Intervento: ancora adesso si insiste sul ruolo delle opere!

Sì. Credo che nel nuovo secolo che ci attende la questione sia quella che Giovanni pone qui: non tanto né le opere concrete né un teorico sentire la fede, ma dalla parte di chi ci si mette nella guerra che la storia è.

E questa è una faccenda seria che cambia le vite. Non tanto perché si fa o no la carità, ma perché si imposta la vita in un altro modo, non ispirata dall’idea di fare alcune cose piuttosto che non farne altre.

Capitolo XII

Qui ci sono le visioni più famose dell’Apocalisse. Questo insieme del settenario delle coppe è una costruzione letteraria molto complessa ed è inutile spiegarla tutta perché è composta da molti quadretti da vedere una alla volta. Ci soffermiamo su una serie di tornanti, immagini, segni e poi alla fine tireremo qualche conclusione.

◆ ◆ ◆

- [SFIDA]
Porta avanti il brano di commento all'Apocalisse, riprendendo subito dopo la sua ultima frase. Il materiale qui sotto non ha alcun legame con il brano.

- [MATERIALE FORNITO]
◆ ◆ ◆

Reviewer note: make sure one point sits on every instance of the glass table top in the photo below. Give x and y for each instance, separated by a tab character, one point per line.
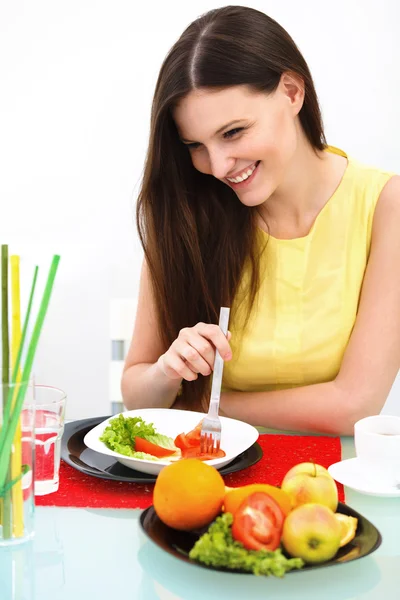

◆ ◆ ◆

- [RISPOSTA CORRETTA]
“Nel cielo apparve poi un segno grandioso: una donna vestita di sole, con la luna sotto i suoi piedi e sul suo capo una corona di dodici stelle. Era incinta e gridava per le doglie e il travaglio del parto. Allora apparve un altro segno nel cielo: un enorme drago rosso, con sette teste e dieci corna e sulle teste sette diademi; la sua coda trascinava giù un terzo delle stelle del cielo e le precipitava sulla terra. Il drago si pose davanti alla donna che stava per partorire per divorare il bambino appena nato. Essa partorì un figlio maschio, destinato a governare tutte le nazioni con scettro di ferro, e il figlio fu subito rapito verso Dio e verso il suo trono. La donna invece fuggì nel deserto, ove Dio le aveva preparato un rifugio perché vi fosse nutrita per milleduecentosessanta giorni.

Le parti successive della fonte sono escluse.